Recast every line of the material below as a numbered list, one line per entry, and leave out the blank lines.
[start]
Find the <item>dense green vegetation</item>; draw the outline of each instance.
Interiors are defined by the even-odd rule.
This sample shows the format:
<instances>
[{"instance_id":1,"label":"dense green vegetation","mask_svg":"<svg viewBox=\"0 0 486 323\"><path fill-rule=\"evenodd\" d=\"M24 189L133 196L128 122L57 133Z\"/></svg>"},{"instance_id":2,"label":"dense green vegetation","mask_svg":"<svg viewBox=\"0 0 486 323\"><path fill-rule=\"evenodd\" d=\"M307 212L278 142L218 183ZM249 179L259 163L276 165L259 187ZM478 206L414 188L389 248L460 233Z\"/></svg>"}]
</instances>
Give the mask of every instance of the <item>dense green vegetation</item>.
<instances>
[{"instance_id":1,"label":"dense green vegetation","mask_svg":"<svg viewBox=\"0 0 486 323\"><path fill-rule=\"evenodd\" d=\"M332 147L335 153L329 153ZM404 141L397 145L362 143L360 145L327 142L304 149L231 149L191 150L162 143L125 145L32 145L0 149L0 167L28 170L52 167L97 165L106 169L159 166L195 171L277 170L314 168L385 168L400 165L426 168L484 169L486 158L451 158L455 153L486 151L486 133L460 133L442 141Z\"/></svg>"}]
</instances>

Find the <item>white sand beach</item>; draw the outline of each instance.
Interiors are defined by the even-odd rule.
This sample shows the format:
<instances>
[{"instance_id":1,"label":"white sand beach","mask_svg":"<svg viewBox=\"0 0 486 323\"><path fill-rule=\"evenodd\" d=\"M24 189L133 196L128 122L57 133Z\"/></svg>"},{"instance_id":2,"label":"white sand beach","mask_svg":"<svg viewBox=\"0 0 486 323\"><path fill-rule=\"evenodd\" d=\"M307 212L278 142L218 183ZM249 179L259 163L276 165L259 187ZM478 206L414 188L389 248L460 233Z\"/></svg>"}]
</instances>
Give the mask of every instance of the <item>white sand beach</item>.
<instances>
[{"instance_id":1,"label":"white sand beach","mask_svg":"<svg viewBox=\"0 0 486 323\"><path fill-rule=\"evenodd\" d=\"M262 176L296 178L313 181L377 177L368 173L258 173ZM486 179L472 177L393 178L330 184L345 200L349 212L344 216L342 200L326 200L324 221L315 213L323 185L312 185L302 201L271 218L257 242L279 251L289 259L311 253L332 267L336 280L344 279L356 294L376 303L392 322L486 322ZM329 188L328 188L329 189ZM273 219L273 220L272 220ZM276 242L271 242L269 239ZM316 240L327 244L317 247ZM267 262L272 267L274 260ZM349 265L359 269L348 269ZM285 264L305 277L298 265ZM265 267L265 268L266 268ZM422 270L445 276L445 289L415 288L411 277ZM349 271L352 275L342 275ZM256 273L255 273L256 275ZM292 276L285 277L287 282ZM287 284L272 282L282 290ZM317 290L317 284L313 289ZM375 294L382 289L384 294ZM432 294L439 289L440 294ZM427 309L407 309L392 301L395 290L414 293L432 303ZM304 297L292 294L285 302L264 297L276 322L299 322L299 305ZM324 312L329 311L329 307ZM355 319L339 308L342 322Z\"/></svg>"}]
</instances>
[end]
ANSWER TO THE PROBLEM:
1. Find the <item>dense green vegetation</item>; draw the outline of each instance.
2. Interiors are defined by the even-odd rule.
3. This sample shows the format:
4. <instances>
5. [{"instance_id":1,"label":"dense green vegetation","mask_svg":"<svg viewBox=\"0 0 486 323\"><path fill-rule=\"evenodd\" d=\"M24 189L133 196L128 122L57 133Z\"/></svg>"},{"instance_id":2,"label":"dense green vegetation","mask_svg":"<svg viewBox=\"0 0 486 323\"><path fill-rule=\"evenodd\" d=\"M307 212L278 142L218 183ZM249 179L259 163L276 165L259 187ZM478 206L414 188L389 248L460 233Z\"/></svg>"}]
6. </instances>
7. Give the mask of every instance of the <item>dense green vegetation</item>.
8. <instances>
9. [{"instance_id":1,"label":"dense green vegetation","mask_svg":"<svg viewBox=\"0 0 486 323\"><path fill-rule=\"evenodd\" d=\"M332 147L335 153L329 153ZM404 141L397 145L362 143L360 145L327 142L304 149L231 149L191 150L162 143L125 145L32 145L0 149L0 167L28 170L52 167L97 165L106 169L159 166L195 171L277 170L314 168L385 168L400 165L426 168L484 169L486 158L451 158L455 153L486 151L486 133L460 133L442 141Z\"/></svg>"}]
10. </instances>
11. Find the <item>white sand beach</item>; draw the outline of each instance.
12. Interiors are defined by the even-odd rule.
13. This sample shows the format:
14. <instances>
15. [{"instance_id":1,"label":"white sand beach","mask_svg":"<svg viewBox=\"0 0 486 323\"><path fill-rule=\"evenodd\" d=\"M24 189L133 196L128 122L57 133Z\"/></svg>"},{"instance_id":2,"label":"white sand beach","mask_svg":"<svg viewBox=\"0 0 486 323\"><path fill-rule=\"evenodd\" d=\"M307 212L278 142L218 183ZM249 179L259 163L276 165L259 187ZM478 206L414 188L389 248L460 233Z\"/></svg>"}]
16. </instances>
17. Give the mask of every instance of the <item>white sand beach</item>.
18. <instances>
19. [{"instance_id":1,"label":"white sand beach","mask_svg":"<svg viewBox=\"0 0 486 323\"><path fill-rule=\"evenodd\" d=\"M262 176L296 178L313 181L377 177L368 173L258 173ZM486 179L472 177L393 178L330 184L345 200L349 212L344 216L342 200L326 200L324 221L315 213L323 185L312 185L302 201L271 218L257 242L279 251L289 259L311 253L332 267L336 280L344 279L356 294L376 303L392 322L486 322ZM329 188L328 188L329 189ZM273 219L273 220L272 220ZM276 242L271 242L269 239ZM316 240L327 244L317 247ZM267 262L272 267L274 260ZM349 265L359 269L348 269ZM285 264L305 277L298 265ZM265 267L265 268L266 268ZM422 270L445 276L445 289L415 288L411 277ZM349 271L352 275L342 275ZM256 273L255 273L256 275ZM292 276L285 277L287 282ZM287 284L272 282L282 290ZM317 290L317 284L313 289ZM375 294L382 289L384 294ZM432 294L439 289L440 294ZM427 309L407 309L392 301L395 290L414 293L432 303ZM304 297L292 294L285 302L264 297L276 322L299 322L299 305ZM324 312L329 311L329 307ZM355 319L339 308L342 322Z\"/></svg>"}]
20. </instances>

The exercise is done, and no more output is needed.